What to produce:
Count the lines in the entries below that contain the word "find". Reply with the number alone.

Extracted records:
· · · · ·

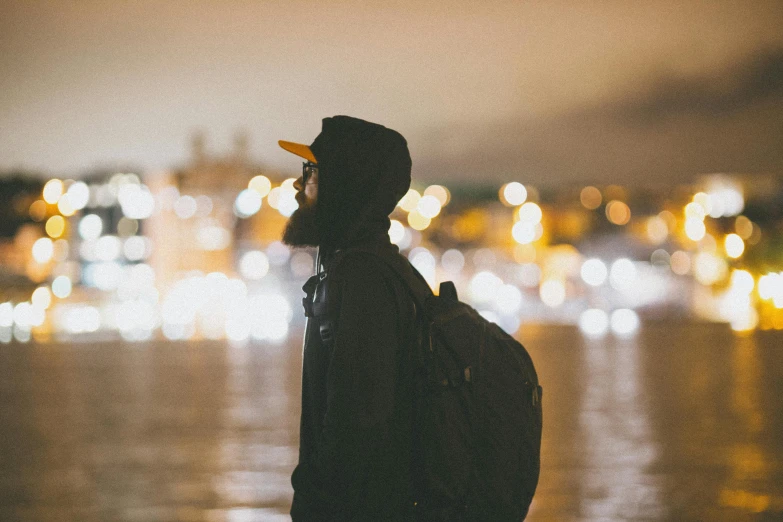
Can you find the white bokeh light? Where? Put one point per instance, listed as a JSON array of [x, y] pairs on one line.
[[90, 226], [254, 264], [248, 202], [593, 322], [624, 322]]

· · · · ·

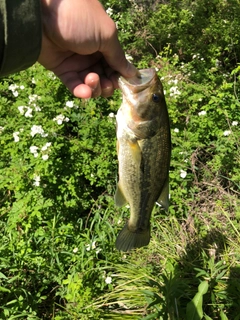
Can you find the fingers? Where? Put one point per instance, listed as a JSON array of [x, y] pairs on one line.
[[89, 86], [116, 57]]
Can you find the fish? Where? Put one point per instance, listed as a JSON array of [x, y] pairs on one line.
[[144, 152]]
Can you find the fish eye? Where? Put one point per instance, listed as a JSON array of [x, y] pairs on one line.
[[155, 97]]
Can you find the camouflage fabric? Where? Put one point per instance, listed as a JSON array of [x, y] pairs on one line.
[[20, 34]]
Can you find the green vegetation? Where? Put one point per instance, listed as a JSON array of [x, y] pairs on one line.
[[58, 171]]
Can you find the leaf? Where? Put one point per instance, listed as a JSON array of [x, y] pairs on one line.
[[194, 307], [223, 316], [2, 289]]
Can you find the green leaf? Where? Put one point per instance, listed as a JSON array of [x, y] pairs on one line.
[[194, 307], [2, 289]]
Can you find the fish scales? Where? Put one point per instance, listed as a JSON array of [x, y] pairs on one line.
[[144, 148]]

· · · · ·

Solution to this problem:
9